> **What to produce**: Please copy every line from the records below that contains the string "above".

::::

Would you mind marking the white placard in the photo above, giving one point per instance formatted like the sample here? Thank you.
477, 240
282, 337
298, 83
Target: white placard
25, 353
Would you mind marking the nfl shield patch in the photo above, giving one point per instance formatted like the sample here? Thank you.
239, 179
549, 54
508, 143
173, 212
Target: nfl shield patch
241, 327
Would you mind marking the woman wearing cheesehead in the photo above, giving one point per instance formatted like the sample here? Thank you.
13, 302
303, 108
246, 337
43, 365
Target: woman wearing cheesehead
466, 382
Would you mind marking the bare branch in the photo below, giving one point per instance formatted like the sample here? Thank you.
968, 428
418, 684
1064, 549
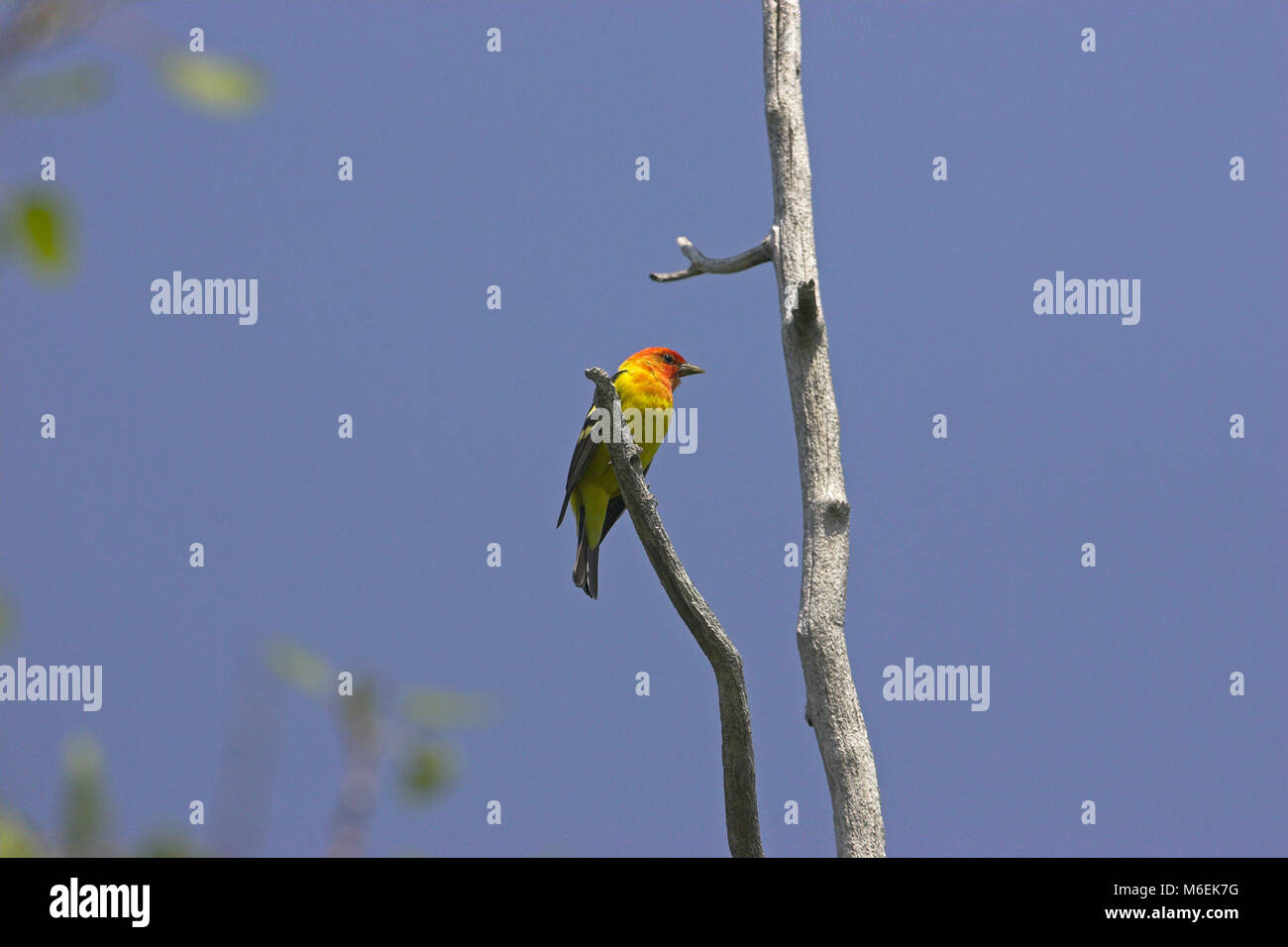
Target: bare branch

::::

> **Answer area**:
Would you mind marking the white placard in the photo above, giving one point per instance formatted like the sample here? Thank you.
Would you mind marking the nfl shield patch in the photo above, giving one point per instance formatted like the sample here? Thank you.
Would you mind marking the woman wearing cheesehead in the photo above, giving one point per instance formatted like the sample here? Thank you.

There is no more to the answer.